* [GOAL] Determine how many lines in the records below contain the string "yellow", and reply with that number alone.

^^^^^^^^^^^^^^^^

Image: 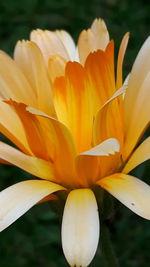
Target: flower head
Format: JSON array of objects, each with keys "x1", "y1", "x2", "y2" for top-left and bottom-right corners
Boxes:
[{"x1": 0, "y1": 17, "x2": 150, "y2": 266}]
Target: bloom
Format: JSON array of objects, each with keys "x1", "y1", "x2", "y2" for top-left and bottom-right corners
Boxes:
[{"x1": 0, "y1": 17, "x2": 150, "y2": 266}]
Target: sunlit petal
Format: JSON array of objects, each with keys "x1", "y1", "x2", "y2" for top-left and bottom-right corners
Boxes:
[
  {"x1": 97, "y1": 173, "x2": 150, "y2": 220},
  {"x1": 0, "y1": 180, "x2": 64, "y2": 231},
  {"x1": 62, "y1": 189, "x2": 99, "y2": 266},
  {"x1": 0, "y1": 142, "x2": 55, "y2": 181},
  {"x1": 123, "y1": 137, "x2": 150, "y2": 173},
  {"x1": 14, "y1": 41, "x2": 56, "y2": 117}
]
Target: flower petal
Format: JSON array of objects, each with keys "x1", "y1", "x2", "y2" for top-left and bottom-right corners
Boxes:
[
  {"x1": 0, "y1": 142, "x2": 55, "y2": 181},
  {"x1": 80, "y1": 138, "x2": 120, "y2": 156},
  {"x1": 56, "y1": 30, "x2": 76, "y2": 61},
  {"x1": 123, "y1": 72, "x2": 150, "y2": 160},
  {"x1": 124, "y1": 37, "x2": 150, "y2": 159},
  {"x1": 123, "y1": 137, "x2": 150, "y2": 173},
  {"x1": 97, "y1": 173, "x2": 150, "y2": 220},
  {"x1": 0, "y1": 180, "x2": 64, "y2": 231},
  {"x1": 78, "y1": 19, "x2": 109, "y2": 64},
  {"x1": 62, "y1": 189, "x2": 99, "y2": 266},
  {"x1": 30, "y1": 29, "x2": 69, "y2": 64},
  {"x1": 48, "y1": 55, "x2": 67, "y2": 82},
  {"x1": 0, "y1": 51, "x2": 36, "y2": 107},
  {"x1": 116, "y1": 32, "x2": 129, "y2": 89},
  {"x1": 14, "y1": 41, "x2": 56, "y2": 117},
  {"x1": 27, "y1": 107, "x2": 79, "y2": 187},
  {"x1": 0, "y1": 99, "x2": 32, "y2": 154}
]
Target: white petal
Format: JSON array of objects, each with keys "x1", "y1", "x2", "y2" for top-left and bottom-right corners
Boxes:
[
  {"x1": 0, "y1": 180, "x2": 64, "y2": 231},
  {"x1": 123, "y1": 137, "x2": 150, "y2": 173},
  {"x1": 62, "y1": 189, "x2": 99, "y2": 267},
  {"x1": 80, "y1": 138, "x2": 120, "y2": 156},
  {"x1": 97, "y1": 173, "x2": 150, "y2": 220}
]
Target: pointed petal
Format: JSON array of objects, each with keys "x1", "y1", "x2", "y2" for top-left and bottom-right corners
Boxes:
[
  {"x1": 123, "y1": 137, "x2": 150, "y2": 173},
  {"x1": 78, "y1": 19, "x2": 109, "y2": 64},
  {"x1": 48, "y1": 55, "x2": 67, "y2": 82},
  {"x1": 30, "y1": 29, "x2": 69, "y2": 64},
  {"x1": 124, "y1": 37, "x2": 150, "y2": 158},
  {"x1": 56, "y1": 30, "x2": 76, "y2": 61},
  {"x1": 116, "y1": 32, "x2": 129, "y2": 89},
  {"x1": 0, "y1": 180, "x2": 64, "y2": 231},
  {"x1": 123, "y1": 72, "x2": 150, "y2": 160},
  {"x1": 7, "y1": 100, "x2": 50, "y2": 160},
  {"x1": 97, "y1": 173, "x2": 150, "y2": 220},
  {"x1": 0, "y1": 51, "x2": 36, "y2": 107},
  {"x1": 62, "y1": 189, "x2": 99, "y2": 266},
  {"x1": 0, "y1": 142, "x2": 55, "y2": 181},
  {"x1": 14, "y1": 41, "x2": 56, "y2": 117},
  {"x1": 80, "y1": 138, "x2": 120, "y2": 156},
  {"x1": 27, "y1": 107, "x2": 79, "y2": 187},
  {"x1": 93, "y1": 94, "x2": 124, "y2": 148},
  {"x1": 0, "y1": 99, "x2": 32, "y2": 154}
]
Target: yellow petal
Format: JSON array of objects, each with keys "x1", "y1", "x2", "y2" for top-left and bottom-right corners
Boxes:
[
  {"x1": 0, "y1": 180, "x2": 64, "y2": 231},
  {"x1": 0, "y1": 142, "x2": 55, "y2": 181},
  {"x1": 48, "y1": 55, "x2": 67, "y2": 82},
  {"x1": 27, "y1": 107, "x2": 79, "y2": 187},
  {"x1": 123, "y1": 72, "x2": 150, "y2": 160},
  {"x1": 7, "y1": 101, "x2": 50, "y2": 160},
  {"x1": 78, "y1": 19, "x2": 109, "y2": 64},
  {"x1": 97, "y1": 173, "x2": 150, "y2": 220},
  {"x1": 14, "y1": 41, "x2": 56, "y2": 116},
  {"x1": 0, "y1": 99, "x2": 32, "y2": 154},
  {"x1": 116, "y1": 32, "x2": 129, "y2": 89},
  {"x1": 124, "y1": 37, "x2": 150, "y2": 158},
  {"x1": 30, "y1": 30, "x2": 69, "y2": 64},
  {"x1": 80, "y1": 138, "x2": 120, "y2": 156},
  {"x1": 0, "y1": 51, "x2": 36, "y2": 107},
  {"x1": 56, "y1": 30, "x2": 76, "y2": 61},
  {"x1": 123, "y1": 137, "x2": 150, "y2": 173},
  {"x1": 62, "y1": 189, "x2": 99, "y2": 266}
]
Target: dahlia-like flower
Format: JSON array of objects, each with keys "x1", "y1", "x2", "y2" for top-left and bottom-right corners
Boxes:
[{"x1": 0, "y1": 20, "x2": 150, "y2": 266}]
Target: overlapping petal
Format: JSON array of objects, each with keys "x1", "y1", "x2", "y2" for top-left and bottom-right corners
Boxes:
[
  {"x1": 62, "y1": 189, "x2": 99, "y2": 266},
  {"x1": 0, "y1": 180, "x2": 64, "y2": 231},
  {"x1": 14, "y1": 41, "x2": 56, "y2": 117}
]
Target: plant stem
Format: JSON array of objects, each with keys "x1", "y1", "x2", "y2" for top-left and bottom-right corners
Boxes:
[{"x1": 100, "y1": 223, "x2": 119, "y2": 267}]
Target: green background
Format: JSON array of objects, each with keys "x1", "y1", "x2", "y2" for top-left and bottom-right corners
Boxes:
[{"x1": 0, "y1": 0, "x2": 150, "y2": 267}]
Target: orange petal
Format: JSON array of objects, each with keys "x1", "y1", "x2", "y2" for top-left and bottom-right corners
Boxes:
[
  {"x1": 116, "y1": 32, "x2": 129, "y2": 89},
  {"x1": 0, "y1": 51, "x2": 36, "y2": 107},
  {"x1": 123, "y1": 137, "x2": 150, "y2": 173},
  {"x1": 27, "y1": 107, "x2": 78, "y2": 187},
  {"x1": 30, "y1": 29, "x2": 69, "y2": 64},
  {"x1": 97, "y1": 173, "x2": 150, "y2": 220},
  {"x1": 54, "y1": 62, "x2": 93, "y2": 152},
  {"x1": 123, "y1": 72, "x2": 150, "y2": 159},
  {"x1": 124, "y1": 37, "x2": 150, "y2": 159},
  {"x1": 78, "y1": 19, "x2": 109, "y2": 64},
  {"x1": 48, "y1": 55, "x2": 67, "y2": 82},
  {"x1": 56, "y1": 30, "x2": 76, "y2": 60},
  {"x1": 14, "y1": 41, "x2": 56, "y2": 116},
  {"x1": 0, "y1": 142, "x2": 55, "y2": 181},
  {"x1": 0, "y1": 180, "x2": 65, "y2": 231},
  {"x1": 0, "y1": 99, "x2": 32, "y2": 154},
  {"x1": 7, "y1": 101, "x2": 50, "y2": 160}
]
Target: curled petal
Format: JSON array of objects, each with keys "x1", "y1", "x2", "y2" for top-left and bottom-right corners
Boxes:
[
  {"x1": 123, "y1": 137, "x2": 150, "y2": 173},
  {"x1": 80, "y1": 138, "x2": 120, "y2": 156},
  {"x1": 62, "y1": 189, "x2": 99, "y2": 266}
]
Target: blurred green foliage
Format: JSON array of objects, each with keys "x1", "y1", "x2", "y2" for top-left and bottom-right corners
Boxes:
[{"x1": 0, "y1": 0, "x2": 150, "y2": 267}]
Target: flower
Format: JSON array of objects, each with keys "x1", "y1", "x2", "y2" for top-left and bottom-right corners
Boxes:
[{"x1": 0, "y1": 17, "x2": 150, "y2": 266}]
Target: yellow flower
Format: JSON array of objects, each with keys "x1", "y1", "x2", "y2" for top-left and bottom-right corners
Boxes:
[{"x1": 0, "y1": 20, "x2": 150, "y2": 266}]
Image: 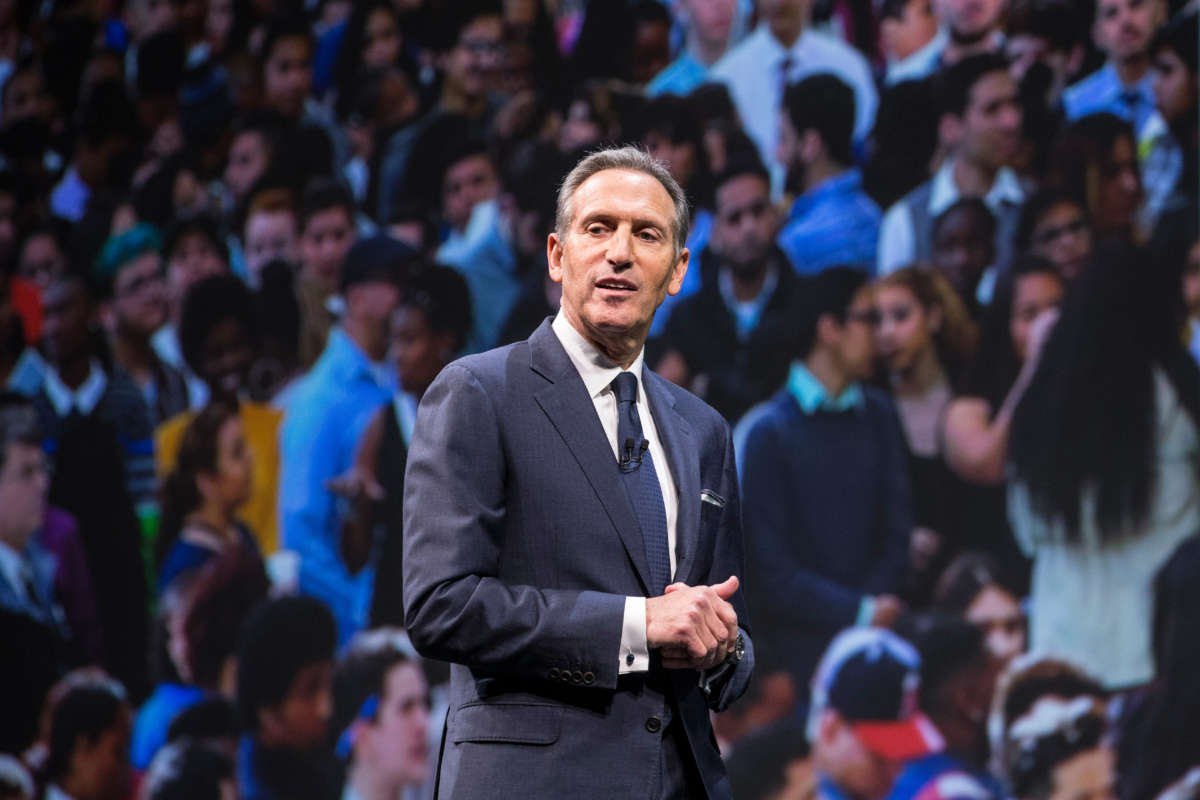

^^^^^^^^^^^^^^^^

* [EXERCISE SOLUTION] 2